__AIM OF THE EXERCISE__
Copy out every entry, keeping each character the same.

__DATA TO EXAMINE__
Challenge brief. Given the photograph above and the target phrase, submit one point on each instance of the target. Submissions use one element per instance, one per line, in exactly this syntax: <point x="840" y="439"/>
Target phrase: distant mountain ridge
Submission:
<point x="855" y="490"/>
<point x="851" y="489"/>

__RESULT OF THIS EXERCISE__
Challenge brief. Given the photograph above and the target phrase, submit one point on each instance of the target. Submissions use one element per instance, one per line, in exactly this syntax: <point x="840" y="439"/>
Target phrase: distant mountain ridge
Submission:
<point x="855" y="490"/>
<point x="851" y="489"/>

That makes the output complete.